> [WHAT NEEDS TO BE DONE]: Copy each of the records exactly.

(EXERCISE MATERIALS)

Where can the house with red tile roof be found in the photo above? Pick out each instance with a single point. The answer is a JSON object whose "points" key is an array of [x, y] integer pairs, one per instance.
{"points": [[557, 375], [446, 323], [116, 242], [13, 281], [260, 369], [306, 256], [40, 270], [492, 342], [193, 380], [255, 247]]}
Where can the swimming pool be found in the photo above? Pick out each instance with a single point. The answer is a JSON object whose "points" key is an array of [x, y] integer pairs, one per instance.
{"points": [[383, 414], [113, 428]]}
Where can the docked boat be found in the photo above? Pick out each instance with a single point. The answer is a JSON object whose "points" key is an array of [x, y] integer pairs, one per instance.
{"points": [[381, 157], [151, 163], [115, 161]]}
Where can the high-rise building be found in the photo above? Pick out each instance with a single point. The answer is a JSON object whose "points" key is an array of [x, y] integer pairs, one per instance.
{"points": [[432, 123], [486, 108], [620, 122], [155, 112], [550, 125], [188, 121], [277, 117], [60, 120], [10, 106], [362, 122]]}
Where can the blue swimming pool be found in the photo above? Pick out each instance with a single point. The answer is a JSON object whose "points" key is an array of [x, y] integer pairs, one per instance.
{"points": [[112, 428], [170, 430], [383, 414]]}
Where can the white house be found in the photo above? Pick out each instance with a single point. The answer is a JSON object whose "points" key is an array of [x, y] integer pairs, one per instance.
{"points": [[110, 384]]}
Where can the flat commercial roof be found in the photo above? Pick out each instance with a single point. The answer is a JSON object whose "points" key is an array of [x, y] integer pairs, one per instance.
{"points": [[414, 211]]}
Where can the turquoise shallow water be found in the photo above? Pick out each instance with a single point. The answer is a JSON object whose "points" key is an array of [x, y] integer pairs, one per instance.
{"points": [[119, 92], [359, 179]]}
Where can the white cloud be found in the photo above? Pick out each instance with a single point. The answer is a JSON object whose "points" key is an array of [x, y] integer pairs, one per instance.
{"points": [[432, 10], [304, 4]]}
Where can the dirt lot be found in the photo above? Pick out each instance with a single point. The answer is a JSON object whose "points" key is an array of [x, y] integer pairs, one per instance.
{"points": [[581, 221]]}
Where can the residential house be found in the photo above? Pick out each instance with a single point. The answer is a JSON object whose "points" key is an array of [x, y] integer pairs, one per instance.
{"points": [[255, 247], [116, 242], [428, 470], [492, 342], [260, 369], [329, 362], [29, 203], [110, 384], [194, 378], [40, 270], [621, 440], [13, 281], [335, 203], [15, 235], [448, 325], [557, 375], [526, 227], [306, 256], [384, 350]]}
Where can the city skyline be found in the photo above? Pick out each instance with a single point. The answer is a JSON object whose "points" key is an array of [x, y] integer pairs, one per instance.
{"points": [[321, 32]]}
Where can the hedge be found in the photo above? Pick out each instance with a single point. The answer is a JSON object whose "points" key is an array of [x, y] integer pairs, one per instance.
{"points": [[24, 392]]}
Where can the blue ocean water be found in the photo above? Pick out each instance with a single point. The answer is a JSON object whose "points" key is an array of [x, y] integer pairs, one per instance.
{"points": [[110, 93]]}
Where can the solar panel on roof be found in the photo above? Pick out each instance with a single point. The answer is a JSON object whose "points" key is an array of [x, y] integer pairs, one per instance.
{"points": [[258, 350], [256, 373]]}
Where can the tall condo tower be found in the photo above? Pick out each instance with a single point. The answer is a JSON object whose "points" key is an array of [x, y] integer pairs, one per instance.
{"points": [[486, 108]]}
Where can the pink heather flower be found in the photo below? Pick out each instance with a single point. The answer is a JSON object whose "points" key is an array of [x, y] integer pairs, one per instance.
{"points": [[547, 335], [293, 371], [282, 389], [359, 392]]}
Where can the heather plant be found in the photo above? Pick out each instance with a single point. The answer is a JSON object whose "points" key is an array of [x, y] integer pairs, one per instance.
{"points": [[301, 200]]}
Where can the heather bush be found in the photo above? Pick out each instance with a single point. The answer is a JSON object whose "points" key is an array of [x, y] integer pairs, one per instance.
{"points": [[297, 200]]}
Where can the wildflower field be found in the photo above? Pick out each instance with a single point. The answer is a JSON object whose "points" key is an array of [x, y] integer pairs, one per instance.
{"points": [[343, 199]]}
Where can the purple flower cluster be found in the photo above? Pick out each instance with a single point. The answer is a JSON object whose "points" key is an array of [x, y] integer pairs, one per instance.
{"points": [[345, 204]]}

(End EXERCISE MATERIALS)

> [ANSWER SPACE]:
Where can the house with red tile roof be found in the photo above? Pick out each instance with a single point. The answer is a JSON object whose "points" key is an array of [x, y] integer pairs, one per instance.
{"points": [[557, 375], [446, 323], [116, 242], [13, 281], [260, 369], [306, 256], [40, 270], [492, 342], [193, 380], [255, 247]]}
Where can the swimming pool be found in the photo above? Pick out each instance with a single point. The answer is a JSON object whose "points" key is an array of [x, y] integer pairs, one per instance.
{"points": [[383, 414], [113, 428]]}
Where can the docked boat be found in the photo above? Pick out each instance with a single point. The answer is a JSON object whose "points" key is an array of [x, y] integer pairs, one per instance.
{"points": [[381, 157], [151, 163], [115, 161]]}
Where can the high-rise building be found in the photo above? Pick out each instance with a single point. The answer is a JSON object whose "points" key is an array of [x, y] integer pairs, one per instance.
{"points": [[432, 123], [486, 108], [620, 122], [155, 112], [550, 125], [188, 121], [277, 117], [60, 120], [10, 106], [362, 122]]}
Where can the blue swimming pool be found in the photo above? Pick out each instance with a single point. The answer is a JSON object whose "points" key is an array of [x, y] integer pairs, one per instance.
{"points": [[112, 428], [170, 430], [383, 414]]}
Where can the white house be found in the photo above? Pick out each instance with a single point. The answer is a JSON object whose "points" key is an array of [x, y] integer pairs, one per instance.
{"points": [[110, 384]]}
Where can the flat commercial roof be found in the photo above? Pick out each instance with a single point. The answer is a JSON object whose "points" key is an array of [x, y] integer pairs, one per instance.
{"points": [[414, 211]]}
Where can the turquoise shallow water be found in the photo above? Pick out each instance with a single point. The answer is a JSON object whose "points" key is an array of [x, y] integer pairs, one per instance.
{"points": [[119, 92], [359, 179]]}
Where can the white cloud be found in the photo above? Pick out each instance with a single point. The answer is a JSON object whose "points" key is an array of [x, y] integer pairs, one per instance.
{"points": [[432, 10], [304, 4]]}
Where can the dirt lot be found in the photo above? Pick out each instance with a single point. The answer is a JSON object whose "points" key is an array of [x, y] integer pairs, one per instance.
{"points": [[581, 221]]}
Where can the residential house be found in the photo above? Pick out each instance with a single point. The answer is a JSON object whose "points" key is an array of [x, y] integer pairs, one per instance.
{"points": [[255, 247], [116, 242], [428, 470], [492, 342], [260, 369], [329, 362], [29, 203], [110, 384], [194, 378], [40, 270], [621, 440], [13, 281], [335, 203], [15, 235], [448, 325], [557, 375], [526, 227], [306, 256], [384, 350]]}
Where can the city skyline be found in the photo above? Pick out each instance with a single point. The answer is a JSON object whose "points" key is an array of [x, y] integer pairs, one per instance.
{"points": [[321, 32]]}
Where can the hedge be found in the photo above? Pick out each instance with a single point. The answer is a JSON object whose "points" key is an array of [x, y] integer pairs, one per instance.
{"points": [[24, 392]]}
Where can the blue ocean water be found in the photo above? Pick out each instance with a single point. The answer is a JSON object whose "points" key is an array of [x, y] integer pairs, one per instance.
{"points": [[110, 93]]}
Where can the solar panel on roof be found in the photo above? Pick out each instance with a single point. The answer is a JSON object whose "points" key is an array of [x, y] integer pairs, one per instance.
{"points": [[258, 350], [256, 373]]}
Where can the tall condo tower be found in the photo above? Pick out each instance with a single point. The answer is a JSON object whose "points" key is an array of [x, y] integer pairs, one per instance.
{"points": [[486, 108]]}
Where can the pink heather flower be found in the photo below? Pick out each instance with a single point. The answer is a JSON object whose "points" key is an array of [x, y] integer pairs, one per instance.
{"points": [[547, 335], [293, 371], [282, 389], [359, 392]]}
Where can the heather plant be found in the photo above? Pick out each instance with a single point. The answer is a JSON object whose "points" key is an array of [x, y] integer pairs, one per instance.
{"points": [[301, 200]]}
Where can the heather bush be found in the photo above? Pick out each instance with a single point. The answer is a JSON object whose "points" key is an array of [x, y] integer pairs, one per instance.
{"points": [[297, 200]]}
Where can the wildflower field be found in the photo above? Pick out each instance with a single point. The answer is a JSON object whose "points" key is an array of [x, y] integer pairs, one per instance.
{"points": [[343, 199]]}
Where can the purple flower cluster be found in the photo above? Pick out each instance with a single point. The answer is a JSON object whose "points" key is an array of [x, y] integer pairs, one per instance.
{"points": [[345, 204]]}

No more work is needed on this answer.